> [Gezeigtes Material]
----------
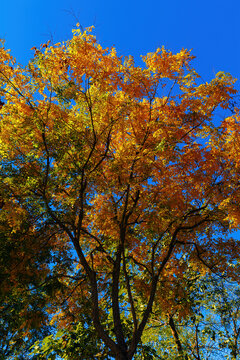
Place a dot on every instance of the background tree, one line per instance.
(126, 181)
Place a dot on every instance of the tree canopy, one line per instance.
(119, 201)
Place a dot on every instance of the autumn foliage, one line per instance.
(119, 187)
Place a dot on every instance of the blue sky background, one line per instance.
(211, 28)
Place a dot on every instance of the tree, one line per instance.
----------
Schreib den Teil des Materials ab, der mit der Zeile mit „Place a dot on every instance of the tree canopy, one“ anfängt und bis zum Ende des Materials geht. Tausch dabei „autumn foliage“ gegen „fall leaves“ aus und lass alles andere gleich.

> [Vollständige Antwort]
Place a dot on every instance of the tree canopy, one line per instance.
(119, 201)
Place a dot on every instance of the fall leaves, one line per instance.
(119, 187)
Place a dot on every instance of the blue sky background, one line per instance.
(211, 28)
Place a dot on every instance of the tree, one line per instance.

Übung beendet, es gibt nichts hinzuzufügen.